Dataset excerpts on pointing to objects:
....................

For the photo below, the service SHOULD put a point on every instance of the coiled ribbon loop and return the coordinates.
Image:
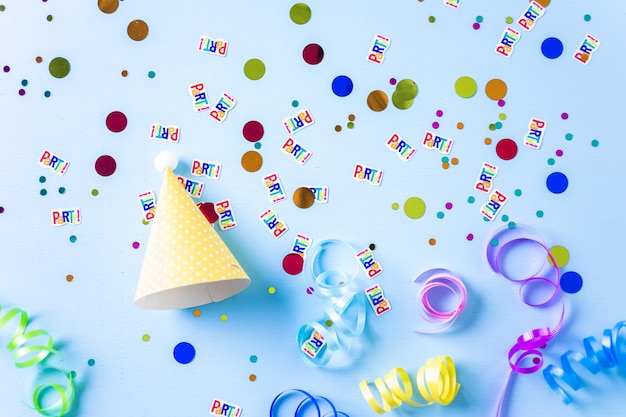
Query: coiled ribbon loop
(436, 383)
(608, 354)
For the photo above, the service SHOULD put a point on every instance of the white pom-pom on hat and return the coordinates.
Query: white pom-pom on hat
(165, 160)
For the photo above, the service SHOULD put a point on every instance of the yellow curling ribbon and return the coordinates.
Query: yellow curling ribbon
(26, 356)
(436, 383)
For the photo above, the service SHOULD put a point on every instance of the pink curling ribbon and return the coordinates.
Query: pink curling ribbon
(503, 245)
(29, 351)
(609, 353)
(333, 268)
(435, 279)
(308, 401)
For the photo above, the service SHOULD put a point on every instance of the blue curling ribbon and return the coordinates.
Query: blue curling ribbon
(302, 406)
(609, 353)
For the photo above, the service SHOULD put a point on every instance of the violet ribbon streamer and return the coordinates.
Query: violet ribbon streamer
(609, 353)
(528, 344)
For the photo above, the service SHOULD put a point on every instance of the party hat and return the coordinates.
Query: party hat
(186, 263)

....................

SET PROBLEM: Render every line of the material above as a numbered list, skipping blank lines. Leave the pictures out of the answer.

WRITTEN REPLY:
1. For the photo below, the service SHOULD put a point on every instance of the coiled ribbon loop and return the coordinates.
2. Image:
3. Query: coiled ribbon loop
4. (436, 383)
5. (608, 354)
6. For the photo above, the service SHOULD put a point on every instance of the white pom-pom on hat and return the coordinates.
7. Query: white pom-pom on hat
8. (165, 160)
9. For the photo above, the service SHOULD put a point on every instance of the yellow curling ribbon and return the coordinates.
10. Query: yellow curling ribbon
11. (26, 356)
12. (436, 383)
13. For the photo above, the service SHOULD put a point on every instance of the pink curling ribbon and return the coordinates.
14. Query: pink curling ribbon
15. (503, 245)
16. (29, 351)
17. (609, 353)
18. (333, 268)
19. (435, 279)
20. (308, 401)
21. For the photo above, the service SHOULD put a point on every instance of the blue curling ribbon and return the coordinates.
22. Query: blue curling ribbon
23. (302, 406)
24. (609, 353)
25. For the photo above, the service SHOULD put a point on every instance of the violet ribbon streamer and return the coordinates.
26. Query: violet ribbon streamer
27. (609, 353)
28. (528, 344)
29. For the photo above, the service SHOULD put a point on every instance of the party hat and return the coordinates.
30. Query: party hat
31. (186, 263)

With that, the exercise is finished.